→ **INSTRUCTIONS TO FOLLOW**
Return the records below from the line containing "the wooden door." onward, exactly, through and including the last line.

→ **DATASET**
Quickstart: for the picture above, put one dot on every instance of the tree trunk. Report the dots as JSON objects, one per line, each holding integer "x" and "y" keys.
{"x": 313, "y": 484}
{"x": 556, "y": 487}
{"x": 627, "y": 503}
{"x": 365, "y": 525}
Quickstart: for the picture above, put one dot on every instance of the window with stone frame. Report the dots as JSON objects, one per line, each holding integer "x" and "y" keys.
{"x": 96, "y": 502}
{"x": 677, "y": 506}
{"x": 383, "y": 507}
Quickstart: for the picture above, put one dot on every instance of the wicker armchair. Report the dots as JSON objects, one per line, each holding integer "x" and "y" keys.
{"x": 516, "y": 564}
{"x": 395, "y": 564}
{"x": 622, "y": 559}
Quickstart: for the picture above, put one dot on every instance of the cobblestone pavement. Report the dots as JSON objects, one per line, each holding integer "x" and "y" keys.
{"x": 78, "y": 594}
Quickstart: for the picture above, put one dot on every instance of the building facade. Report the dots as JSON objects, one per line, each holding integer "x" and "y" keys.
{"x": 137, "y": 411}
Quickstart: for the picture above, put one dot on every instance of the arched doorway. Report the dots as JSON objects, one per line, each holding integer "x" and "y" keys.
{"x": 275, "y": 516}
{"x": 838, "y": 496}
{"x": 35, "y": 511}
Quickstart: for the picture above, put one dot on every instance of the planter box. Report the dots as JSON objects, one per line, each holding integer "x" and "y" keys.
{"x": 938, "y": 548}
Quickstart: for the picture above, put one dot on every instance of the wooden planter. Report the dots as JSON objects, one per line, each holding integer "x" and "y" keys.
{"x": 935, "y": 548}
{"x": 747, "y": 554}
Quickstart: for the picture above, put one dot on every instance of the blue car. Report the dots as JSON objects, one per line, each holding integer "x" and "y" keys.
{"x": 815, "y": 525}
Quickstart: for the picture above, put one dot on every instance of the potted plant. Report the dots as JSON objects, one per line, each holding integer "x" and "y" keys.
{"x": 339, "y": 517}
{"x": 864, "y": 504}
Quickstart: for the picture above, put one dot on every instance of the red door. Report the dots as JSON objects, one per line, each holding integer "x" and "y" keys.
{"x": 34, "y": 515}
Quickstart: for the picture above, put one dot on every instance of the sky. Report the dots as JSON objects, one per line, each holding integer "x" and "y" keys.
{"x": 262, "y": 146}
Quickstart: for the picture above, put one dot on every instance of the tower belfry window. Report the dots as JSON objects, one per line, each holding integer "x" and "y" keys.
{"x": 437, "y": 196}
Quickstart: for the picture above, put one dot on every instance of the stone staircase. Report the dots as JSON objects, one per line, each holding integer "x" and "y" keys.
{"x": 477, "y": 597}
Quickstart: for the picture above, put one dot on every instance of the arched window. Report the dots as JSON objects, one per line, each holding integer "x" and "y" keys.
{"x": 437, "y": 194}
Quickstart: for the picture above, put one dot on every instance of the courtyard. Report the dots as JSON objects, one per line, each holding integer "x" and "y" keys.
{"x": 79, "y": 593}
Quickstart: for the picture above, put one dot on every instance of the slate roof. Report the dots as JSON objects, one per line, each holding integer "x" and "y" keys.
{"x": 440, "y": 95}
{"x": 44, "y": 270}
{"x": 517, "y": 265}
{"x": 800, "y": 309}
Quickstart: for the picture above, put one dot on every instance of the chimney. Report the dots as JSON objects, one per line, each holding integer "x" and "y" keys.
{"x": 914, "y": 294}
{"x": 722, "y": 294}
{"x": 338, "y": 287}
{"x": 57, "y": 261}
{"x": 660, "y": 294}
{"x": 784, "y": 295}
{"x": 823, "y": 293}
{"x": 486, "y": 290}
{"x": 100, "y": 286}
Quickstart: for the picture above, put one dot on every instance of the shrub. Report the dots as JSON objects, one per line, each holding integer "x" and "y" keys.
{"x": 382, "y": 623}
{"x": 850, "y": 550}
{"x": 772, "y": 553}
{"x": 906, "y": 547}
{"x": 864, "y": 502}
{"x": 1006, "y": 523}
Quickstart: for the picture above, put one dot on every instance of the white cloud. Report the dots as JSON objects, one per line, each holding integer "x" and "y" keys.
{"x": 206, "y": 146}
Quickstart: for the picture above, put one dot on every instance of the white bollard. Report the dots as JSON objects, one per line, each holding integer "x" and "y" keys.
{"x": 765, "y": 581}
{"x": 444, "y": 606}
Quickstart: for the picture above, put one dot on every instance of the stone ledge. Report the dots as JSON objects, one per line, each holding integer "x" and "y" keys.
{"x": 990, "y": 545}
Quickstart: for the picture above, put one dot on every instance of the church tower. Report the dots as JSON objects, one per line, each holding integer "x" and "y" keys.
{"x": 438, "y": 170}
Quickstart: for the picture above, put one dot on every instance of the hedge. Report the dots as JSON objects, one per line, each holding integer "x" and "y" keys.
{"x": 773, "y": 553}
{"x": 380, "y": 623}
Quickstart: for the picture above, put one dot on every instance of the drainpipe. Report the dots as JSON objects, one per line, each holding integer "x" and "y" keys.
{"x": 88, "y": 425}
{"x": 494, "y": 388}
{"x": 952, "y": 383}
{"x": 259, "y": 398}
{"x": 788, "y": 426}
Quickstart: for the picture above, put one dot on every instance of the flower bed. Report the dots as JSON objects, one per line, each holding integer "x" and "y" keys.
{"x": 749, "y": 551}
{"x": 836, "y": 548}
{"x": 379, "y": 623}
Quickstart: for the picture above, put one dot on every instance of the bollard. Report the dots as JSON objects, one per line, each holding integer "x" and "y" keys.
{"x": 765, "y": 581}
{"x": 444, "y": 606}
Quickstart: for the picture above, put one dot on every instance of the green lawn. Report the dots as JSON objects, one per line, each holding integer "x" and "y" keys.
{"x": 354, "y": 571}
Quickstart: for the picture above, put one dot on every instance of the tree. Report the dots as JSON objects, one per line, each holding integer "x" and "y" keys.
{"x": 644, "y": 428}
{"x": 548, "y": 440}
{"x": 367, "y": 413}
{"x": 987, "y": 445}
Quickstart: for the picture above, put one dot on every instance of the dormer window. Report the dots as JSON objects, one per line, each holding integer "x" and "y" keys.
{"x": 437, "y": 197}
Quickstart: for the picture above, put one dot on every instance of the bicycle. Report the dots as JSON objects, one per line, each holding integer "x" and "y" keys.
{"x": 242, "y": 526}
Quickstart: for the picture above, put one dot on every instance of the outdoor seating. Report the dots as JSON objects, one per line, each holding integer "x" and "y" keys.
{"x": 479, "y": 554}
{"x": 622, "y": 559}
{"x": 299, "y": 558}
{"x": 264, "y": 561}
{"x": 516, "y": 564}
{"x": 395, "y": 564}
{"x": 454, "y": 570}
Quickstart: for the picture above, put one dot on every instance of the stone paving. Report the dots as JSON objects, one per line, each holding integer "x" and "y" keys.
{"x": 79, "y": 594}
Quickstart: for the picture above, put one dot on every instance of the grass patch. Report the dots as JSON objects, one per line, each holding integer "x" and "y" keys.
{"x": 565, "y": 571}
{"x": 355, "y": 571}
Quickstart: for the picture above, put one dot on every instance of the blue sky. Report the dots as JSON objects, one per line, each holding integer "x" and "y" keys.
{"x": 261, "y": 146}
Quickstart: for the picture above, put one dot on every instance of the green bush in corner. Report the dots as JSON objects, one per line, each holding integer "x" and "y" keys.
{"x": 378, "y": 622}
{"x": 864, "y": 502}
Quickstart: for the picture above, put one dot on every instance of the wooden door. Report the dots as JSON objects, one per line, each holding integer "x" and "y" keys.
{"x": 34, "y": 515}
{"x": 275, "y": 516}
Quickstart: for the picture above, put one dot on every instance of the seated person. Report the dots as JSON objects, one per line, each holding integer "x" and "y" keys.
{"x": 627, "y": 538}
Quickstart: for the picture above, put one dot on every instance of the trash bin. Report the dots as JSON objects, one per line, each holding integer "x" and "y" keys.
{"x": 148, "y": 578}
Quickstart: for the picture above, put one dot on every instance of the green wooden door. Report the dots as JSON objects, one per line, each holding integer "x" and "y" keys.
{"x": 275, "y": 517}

→ **FINISHED EXERCISE**
Quickstart: for the picture above, put one dot on every instance of the wooden door. Report the dots as JSON objects, one per line, each holding integer "x" and "y" keys.
{"x": 34, "y": 515}
{"x": 275, "y": 516}
Quickstart: for the picture above, put one dot on every instance of the seated person. Report the dots as JSON objects, one per line, each holding integer "x" and "y" keys.
{"x": 627, "y": 538}
Quickstart: for the picture above, put one dot on every instance of the trash bin. Report the dots as JSON objects, one per line, each holding integer "x" and "y" keys.
{"x": 148, "y": 578}
Quickstart: for the picture above, put one dot on every instance of the green wooden door. Report the dots as JSON objects, one per line, each holding integer "x" and "y" keys.
{"x": 275, "y": 517}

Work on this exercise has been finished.